* Prompt
Write out the whole listing below word for word, changing nothing.

* Source material
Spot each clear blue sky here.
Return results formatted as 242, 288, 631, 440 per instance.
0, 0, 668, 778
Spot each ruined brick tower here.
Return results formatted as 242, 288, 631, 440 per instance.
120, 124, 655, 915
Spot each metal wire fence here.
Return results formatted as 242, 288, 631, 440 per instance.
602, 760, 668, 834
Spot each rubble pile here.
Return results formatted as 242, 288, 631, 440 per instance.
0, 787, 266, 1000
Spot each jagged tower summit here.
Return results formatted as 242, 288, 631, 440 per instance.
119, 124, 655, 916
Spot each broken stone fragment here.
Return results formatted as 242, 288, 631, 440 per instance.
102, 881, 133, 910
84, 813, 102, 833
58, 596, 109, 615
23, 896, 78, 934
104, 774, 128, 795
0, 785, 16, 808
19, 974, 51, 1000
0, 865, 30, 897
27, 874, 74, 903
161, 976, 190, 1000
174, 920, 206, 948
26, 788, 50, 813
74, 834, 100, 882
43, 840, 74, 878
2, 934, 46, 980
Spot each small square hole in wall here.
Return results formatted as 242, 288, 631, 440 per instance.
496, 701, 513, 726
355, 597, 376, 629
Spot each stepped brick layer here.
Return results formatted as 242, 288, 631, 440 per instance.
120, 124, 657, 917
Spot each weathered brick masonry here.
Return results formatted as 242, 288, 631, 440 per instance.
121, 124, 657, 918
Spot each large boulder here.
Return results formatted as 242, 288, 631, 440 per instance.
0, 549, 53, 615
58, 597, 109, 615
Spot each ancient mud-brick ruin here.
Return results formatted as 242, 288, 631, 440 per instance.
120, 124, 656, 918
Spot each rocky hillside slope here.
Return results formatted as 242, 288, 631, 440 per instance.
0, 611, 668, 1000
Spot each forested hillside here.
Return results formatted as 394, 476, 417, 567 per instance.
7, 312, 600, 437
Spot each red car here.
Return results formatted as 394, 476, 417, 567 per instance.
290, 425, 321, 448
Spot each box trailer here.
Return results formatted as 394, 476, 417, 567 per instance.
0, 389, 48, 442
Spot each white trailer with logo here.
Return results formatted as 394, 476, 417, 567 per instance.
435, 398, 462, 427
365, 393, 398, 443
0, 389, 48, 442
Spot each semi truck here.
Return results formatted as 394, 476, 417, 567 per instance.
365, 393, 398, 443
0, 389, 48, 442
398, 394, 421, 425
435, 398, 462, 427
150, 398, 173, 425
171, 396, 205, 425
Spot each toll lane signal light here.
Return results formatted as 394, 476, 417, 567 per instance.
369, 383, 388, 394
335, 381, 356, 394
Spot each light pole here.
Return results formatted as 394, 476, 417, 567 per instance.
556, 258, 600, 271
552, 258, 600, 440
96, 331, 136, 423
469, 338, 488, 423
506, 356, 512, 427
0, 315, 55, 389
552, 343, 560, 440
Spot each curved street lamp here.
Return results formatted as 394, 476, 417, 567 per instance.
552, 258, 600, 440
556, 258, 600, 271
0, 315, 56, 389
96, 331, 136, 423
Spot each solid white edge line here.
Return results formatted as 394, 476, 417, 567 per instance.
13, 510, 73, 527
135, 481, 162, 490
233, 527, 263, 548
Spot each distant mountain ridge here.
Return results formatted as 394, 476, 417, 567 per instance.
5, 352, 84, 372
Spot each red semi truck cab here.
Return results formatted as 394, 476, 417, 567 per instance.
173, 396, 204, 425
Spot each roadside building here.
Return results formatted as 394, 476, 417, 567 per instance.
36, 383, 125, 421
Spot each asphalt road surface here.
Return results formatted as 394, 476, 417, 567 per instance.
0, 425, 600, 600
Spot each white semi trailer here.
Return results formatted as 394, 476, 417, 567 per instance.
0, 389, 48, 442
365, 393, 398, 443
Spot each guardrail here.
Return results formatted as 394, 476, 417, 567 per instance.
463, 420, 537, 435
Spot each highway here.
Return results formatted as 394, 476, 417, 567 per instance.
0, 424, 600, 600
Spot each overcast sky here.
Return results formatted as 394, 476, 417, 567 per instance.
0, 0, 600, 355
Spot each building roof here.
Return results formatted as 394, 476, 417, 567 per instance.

* Task result
Spot each clear blue sky here.
Return results formatted as 242, 288, 631, 440 per instance.
0, 0, 668, 778
Spot each ruined brick tower here.
Return results formatted as 242, 288, 631, 440 per instance.
120, 124, 655, 915
Spot each metal wire fence here.
Return results formatted as 242, 288, 631, 440 per instance.
602, 760, 668, 834
Spot each rubble pile here.
Return results formatted as 242, 288, 631, 440 per instance.
0, 787, 266, 1000
Spot each jagged tower summit here.
Return results formatted as 242, 288, 631, 440 per instance.
119, 124, 655, 916
Spot each broken stone fragment here.
Return results formatted as 242, 288, 631, 440 per instance.
102, 881, 133, 910
84, 813, 102, 833
58, 596, 109, 615
23, 896, 78, 934
104, 774, 128, 795
0, 785, 16, 808
19, 974, 51, 1000
0, 865, 30, 897
27, 874, 74, 903
161, 976, 190, 1000
174, 920, 206, 948
26, 788, 50, 813
74, 834, 100, 882
43, 840, 74, 878
2, 934, 46, 980
Spot each small square hole in wall here.
Return results formatted as 242, 288, 631, 440 per instance.
496, 701, 513, 726
355, 597, 376, 629
Spot each stepped brick layer here.
Return results formatted as 242, 288, 631, 440 per instance.
120, 124, 657, 917
Spot each weathered brick masonry here.
Return results formatted as 242, 288, 631, 440 per instance.
121, 124, 657, 918
Spot each large boulder here.
Return results formatted as 242, 288, 631, 440 per instance.
0, 549, 53, 615
58, 597, 109, 615
Spot each ancient mud-brick ruin here.
Return results formatted as 242, 288, 631, 440 per instance.
120, 124, 656, 918
Spot each rocky hillside slope here.
Return results formatted as 242, 288, 631, 440 per instance.
0, 611, 668, 1000
Spot each forested hillside here.
Return results formatted as 394, 476, 417, 567 per instance.
7, 312, 600, 437
Spot each red car here.
Return results formatted as 394, 476, 417, 567 per instance.
290, 425, 321, 448
Spot each box trailer here.
Return results formatted as 394, 476, 417, 567 per instance.
0, 389, 48, 442
Spot each white trailer with logo here.
Return results formatted as 394, 476, 417, 567 per instance.
435, 398, 462, 427
365, 393, 398, 443
0, 389, 48, 442
Spot each semi truck here.
Return results formatted as 394, 476, 417, 567 per instance.
365, 393, 398, 443
0, 389, 48, 442
398, 394, 421, 425
435, 398, 462, 427
150, 398, 173, 425
171, 396, 205, 425
Spot each toll lane signal light here.
Return results formatted as 394, 476, 417, 567 per instance.
369, 383, 388, 394
335, 381, 356, 394
Spot each light pole here.
Return results formatted as 394, 476, 417, 567 per instance.
556, 258, 600, 271
552, 258, 600, 440
96, 331, 136, 423
469, 338, 488, 423
506, 356, 512, 427
0, 315, 55, 389
552, 343, 560, 440
Spot each curved street lamp here.
Return results formatted as 394, 476, 417, 567 per instance.
552, 258, 600, 440
556, 258, 600, 271
0, 315, 56, 389
96, 331, 136, 423
Spot each solid white edge line here.
Return results formatted as 394, 476, 417, 567 per instance.
13, 510, 73, 527
135, 481, 162, 490
233, 527, 263, 548
Spot each distant mountain ridge here.
Return results formatted as 394, 476, 417, 567 per instance.
5, 352, 84, 372
Spot each red semi truck cab here.
Return results formatted as 394, 476, 417, 567 per instance.
173, 396, 204, 425
Spot each roadside building here.
Return results formatted as 394, 476, 417, 567 per instance.
36, 383, 125, 421
Spot each asphalt road surface here.
Return results formatted as 394, 476, 417, 567 per instance.
0, 425, 600, 600
Spot each white semi trailer here.
Return results formatted as 394, 476, 417, 567 per instance.
0, 389, 48, 442
365, 393, 398, 443
Spot each guardrail here.
Return results formatted as 394, 476, 417, 567 per instance.
463, 420, 537, 435
Spot each highway here.
Return results formatted as 394, 476, 417, 567 per instance.
0, 424, 600, 600
Spot each overcast sky here.
Return results formatted as 394, 476, 417, 567 per instance.
0, 0, 600, 355
Spot each building roof here.
Return results formatted as 394, 476, 417, 567 per instance.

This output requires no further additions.